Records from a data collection

Start of Block

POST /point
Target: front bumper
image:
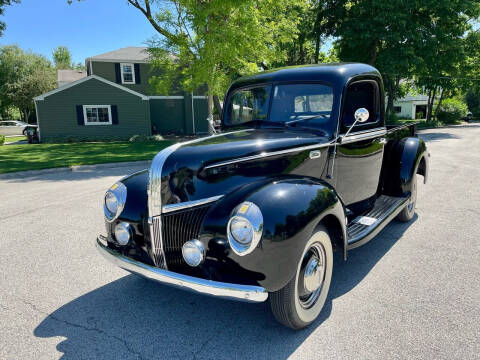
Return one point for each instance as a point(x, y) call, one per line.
point(248, 293)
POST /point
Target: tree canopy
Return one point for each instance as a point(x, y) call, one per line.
point(3, 4)
point(404, 39)
point(62, 58)
point(23, 75)
point(214, 41)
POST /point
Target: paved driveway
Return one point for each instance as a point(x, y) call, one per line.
point(412, 292)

End of Block

→ Instructions to follow:
Please set down every record above exactly as it appears, leaving out the pictures.

→ Answer to the exercise:
POST /point
Target: front bumper
image:
Return one point for each instance as a point(x, y) call, one per line.
point(248, 293)
POST /point
Target: tree canopy
Return one point for each instance as a point(x, y) call, one per line.
point(3, 4)
point(404, 39)
point(62, 58)
point(23, 75)
point(214, 41)
POST /point
Target: paved driveway
Return one point for each instance as a point(x, y) call, one per line.
point(412, 292)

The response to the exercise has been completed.